TASK TO CARRY OUT
Which lines of the data below contain "blue"? Please show them all.

RECORDS FOR PROCESSING section start

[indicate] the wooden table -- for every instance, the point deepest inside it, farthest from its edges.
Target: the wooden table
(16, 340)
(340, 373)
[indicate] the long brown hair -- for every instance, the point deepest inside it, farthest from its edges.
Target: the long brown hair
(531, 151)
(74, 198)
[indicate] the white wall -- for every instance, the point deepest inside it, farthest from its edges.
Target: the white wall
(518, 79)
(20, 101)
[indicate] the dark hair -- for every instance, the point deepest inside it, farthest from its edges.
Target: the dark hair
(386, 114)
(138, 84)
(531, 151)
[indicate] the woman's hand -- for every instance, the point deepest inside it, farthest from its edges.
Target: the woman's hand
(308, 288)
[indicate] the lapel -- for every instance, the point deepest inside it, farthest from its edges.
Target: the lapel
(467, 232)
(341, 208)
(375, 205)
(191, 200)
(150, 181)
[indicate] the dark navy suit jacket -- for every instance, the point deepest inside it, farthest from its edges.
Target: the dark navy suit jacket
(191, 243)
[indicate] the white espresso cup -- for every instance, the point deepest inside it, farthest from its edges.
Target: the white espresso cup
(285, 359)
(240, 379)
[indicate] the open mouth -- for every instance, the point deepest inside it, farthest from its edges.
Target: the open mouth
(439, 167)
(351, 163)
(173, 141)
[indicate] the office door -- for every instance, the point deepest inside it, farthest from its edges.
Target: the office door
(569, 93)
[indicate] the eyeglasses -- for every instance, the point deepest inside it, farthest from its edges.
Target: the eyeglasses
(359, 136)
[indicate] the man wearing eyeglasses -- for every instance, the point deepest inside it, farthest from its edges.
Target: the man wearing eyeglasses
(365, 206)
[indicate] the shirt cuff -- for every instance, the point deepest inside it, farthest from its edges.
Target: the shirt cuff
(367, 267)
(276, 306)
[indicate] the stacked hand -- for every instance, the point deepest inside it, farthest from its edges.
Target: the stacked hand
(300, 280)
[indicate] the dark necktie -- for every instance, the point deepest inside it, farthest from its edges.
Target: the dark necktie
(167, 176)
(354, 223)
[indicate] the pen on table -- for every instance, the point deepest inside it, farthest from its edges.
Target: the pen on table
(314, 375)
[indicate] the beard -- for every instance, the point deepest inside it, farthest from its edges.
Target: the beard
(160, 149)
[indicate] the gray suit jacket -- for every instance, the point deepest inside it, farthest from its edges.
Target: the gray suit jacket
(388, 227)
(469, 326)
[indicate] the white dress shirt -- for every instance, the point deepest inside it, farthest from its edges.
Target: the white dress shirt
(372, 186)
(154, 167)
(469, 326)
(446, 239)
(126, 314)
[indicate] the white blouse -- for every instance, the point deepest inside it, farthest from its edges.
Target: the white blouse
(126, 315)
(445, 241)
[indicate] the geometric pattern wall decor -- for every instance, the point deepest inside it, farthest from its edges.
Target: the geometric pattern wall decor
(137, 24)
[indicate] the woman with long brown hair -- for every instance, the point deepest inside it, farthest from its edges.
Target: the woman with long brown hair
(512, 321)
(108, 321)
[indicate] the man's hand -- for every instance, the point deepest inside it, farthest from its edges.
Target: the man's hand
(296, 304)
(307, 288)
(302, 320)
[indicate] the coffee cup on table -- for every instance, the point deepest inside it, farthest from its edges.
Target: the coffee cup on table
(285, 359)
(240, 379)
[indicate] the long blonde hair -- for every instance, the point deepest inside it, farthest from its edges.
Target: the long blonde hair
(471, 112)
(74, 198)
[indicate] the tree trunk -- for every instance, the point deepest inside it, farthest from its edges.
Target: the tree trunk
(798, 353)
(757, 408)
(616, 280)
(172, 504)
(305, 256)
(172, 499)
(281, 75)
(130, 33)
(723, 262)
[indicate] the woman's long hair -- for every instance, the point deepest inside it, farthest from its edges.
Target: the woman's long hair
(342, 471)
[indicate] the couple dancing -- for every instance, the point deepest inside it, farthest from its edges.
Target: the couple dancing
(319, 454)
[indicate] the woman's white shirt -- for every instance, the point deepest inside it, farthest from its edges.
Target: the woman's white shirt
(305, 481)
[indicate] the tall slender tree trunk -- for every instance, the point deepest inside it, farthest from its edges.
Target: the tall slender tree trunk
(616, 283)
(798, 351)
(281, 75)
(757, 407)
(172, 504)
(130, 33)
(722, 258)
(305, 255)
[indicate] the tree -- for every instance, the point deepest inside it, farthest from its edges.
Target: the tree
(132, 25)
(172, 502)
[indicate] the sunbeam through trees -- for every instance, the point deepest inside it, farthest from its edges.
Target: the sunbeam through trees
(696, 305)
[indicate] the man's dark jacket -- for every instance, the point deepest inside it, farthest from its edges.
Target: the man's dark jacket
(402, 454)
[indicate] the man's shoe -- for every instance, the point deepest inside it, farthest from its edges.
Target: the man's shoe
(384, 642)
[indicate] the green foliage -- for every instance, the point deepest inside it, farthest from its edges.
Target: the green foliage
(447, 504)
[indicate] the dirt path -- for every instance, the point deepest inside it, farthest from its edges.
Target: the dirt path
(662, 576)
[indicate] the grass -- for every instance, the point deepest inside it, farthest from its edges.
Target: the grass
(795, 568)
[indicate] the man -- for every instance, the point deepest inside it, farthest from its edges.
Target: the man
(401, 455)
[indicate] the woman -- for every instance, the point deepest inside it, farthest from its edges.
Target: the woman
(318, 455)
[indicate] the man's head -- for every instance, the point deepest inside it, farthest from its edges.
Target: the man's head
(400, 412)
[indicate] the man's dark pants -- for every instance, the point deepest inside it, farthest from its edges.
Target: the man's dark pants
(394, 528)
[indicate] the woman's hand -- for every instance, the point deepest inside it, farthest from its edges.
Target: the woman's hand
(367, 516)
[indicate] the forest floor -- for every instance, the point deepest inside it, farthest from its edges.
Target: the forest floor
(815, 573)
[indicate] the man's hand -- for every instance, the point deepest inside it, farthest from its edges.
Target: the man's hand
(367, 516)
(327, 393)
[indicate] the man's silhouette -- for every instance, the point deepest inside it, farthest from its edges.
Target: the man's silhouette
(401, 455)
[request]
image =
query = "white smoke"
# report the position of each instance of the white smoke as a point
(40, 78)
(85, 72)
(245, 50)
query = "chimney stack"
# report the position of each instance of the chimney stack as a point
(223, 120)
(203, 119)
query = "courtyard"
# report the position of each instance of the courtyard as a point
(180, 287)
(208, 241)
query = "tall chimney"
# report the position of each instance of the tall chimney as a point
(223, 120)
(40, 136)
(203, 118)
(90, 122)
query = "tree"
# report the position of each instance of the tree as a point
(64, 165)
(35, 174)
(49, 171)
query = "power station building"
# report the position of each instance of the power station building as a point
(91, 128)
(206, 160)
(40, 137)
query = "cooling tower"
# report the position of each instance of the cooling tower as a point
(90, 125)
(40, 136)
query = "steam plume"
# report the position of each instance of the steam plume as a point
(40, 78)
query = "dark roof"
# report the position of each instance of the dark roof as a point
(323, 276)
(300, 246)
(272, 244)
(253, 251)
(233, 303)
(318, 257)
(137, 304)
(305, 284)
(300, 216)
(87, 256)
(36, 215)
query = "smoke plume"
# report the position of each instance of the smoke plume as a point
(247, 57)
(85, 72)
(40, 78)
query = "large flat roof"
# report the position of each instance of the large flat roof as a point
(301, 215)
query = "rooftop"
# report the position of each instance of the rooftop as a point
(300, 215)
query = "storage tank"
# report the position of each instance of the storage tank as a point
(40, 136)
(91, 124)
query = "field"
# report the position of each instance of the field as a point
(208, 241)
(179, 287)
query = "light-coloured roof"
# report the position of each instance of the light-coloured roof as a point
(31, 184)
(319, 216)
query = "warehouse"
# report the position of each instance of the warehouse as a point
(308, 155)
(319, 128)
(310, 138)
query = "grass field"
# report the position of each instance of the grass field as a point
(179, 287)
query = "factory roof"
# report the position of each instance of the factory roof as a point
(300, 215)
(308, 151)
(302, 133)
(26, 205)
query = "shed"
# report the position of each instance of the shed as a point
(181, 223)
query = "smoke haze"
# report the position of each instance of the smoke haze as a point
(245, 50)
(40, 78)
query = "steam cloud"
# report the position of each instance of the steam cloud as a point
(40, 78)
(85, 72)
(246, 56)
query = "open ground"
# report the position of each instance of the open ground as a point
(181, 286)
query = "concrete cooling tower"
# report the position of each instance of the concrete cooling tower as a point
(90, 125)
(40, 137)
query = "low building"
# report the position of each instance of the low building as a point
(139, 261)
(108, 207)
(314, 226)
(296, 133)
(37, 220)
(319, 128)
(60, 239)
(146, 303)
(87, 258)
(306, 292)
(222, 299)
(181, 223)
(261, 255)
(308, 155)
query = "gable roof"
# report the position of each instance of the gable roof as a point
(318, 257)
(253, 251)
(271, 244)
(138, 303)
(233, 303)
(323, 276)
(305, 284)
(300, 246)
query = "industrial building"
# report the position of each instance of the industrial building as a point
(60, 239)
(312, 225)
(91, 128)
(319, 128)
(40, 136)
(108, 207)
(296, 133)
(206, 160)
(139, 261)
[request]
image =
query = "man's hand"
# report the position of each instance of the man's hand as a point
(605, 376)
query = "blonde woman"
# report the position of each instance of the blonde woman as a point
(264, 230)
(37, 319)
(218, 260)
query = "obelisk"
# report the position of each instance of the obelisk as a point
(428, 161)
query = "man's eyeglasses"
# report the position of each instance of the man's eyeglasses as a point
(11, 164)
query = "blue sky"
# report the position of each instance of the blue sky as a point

RECORDS FOR PROCESSING section end

RESULT OF THIS EXERCISE
query = "blue sky"
# report the position of each instance of the blue sky as a point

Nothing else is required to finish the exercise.